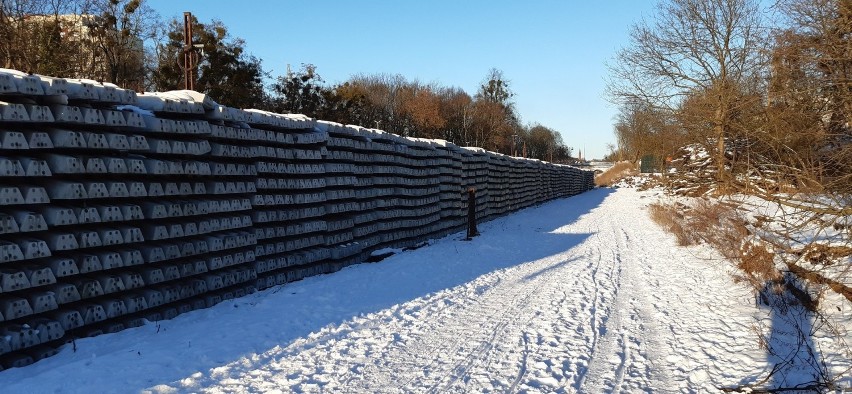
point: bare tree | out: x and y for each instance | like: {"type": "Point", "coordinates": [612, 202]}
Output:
{"type": "Point", "coordinates": [712, 48]}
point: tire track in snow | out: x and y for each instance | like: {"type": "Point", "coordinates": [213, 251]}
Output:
{"type": "Point", "coordinates": [576, 320]}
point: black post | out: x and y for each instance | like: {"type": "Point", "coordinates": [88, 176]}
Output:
{"type": "Point", "coordinates": [471, 214]}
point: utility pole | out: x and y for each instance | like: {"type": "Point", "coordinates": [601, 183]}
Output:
{"type": "Point", "coordinates": [188, 53]}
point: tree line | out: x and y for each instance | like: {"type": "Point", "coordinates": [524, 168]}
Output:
{"type": "Point", "coordinates": [126, 43]}
{"type": "Point", "coordinates": [764, 90]}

● WORK TO BE COMPLETED: Arrange every line of the records above as a JSON list of strings, one string per line, skipping blank lines and leaving out the picture.

● ANSWER FOR THIS EXERCISE:
[
  "point: bare tree | out: x and y for each instance | like: {\"type\": \"Point\", \"coordinates\": [612, 202]}",
  "Output:",
  "{\"type\": \"Point\", \"coordinates\": [712, 48]}",
  "point: tire track in snow | out: x and y for each instance | like: {\"type\": \"Point\", \"coordinates\": [213, 251]}",
  "Output:",
  "{\"type\": \"Point\", \"coordinates\": [576, 320]}",
  "point: black post | out: x and y for each instance | like: {\"type\": \"Point\", \"coordinates\": [88, 176]}",
  "Output:",
  "{\"type\": \"Point\", \"coordinates\": [471, 214]}",
  "point: utility pole | out: x and y for each instance | like: {\"type\": \"Point\", \"coordinates\": [601, 183]}",
  "Output:",
  "{\"type\": \"Point\", \"coordinates\": [188, 53]}",
  "point: tree line | out: x and y for each instance | like: {\"type\": \"Point\", \"coordinates\": [524, 168]}",
  "Output:",
  "{\"type\": \"Point\", \"coordinates\": [126, 43]}",
  "{\"type\": \"Point\", \"coordinates\": [764, 90]}"
]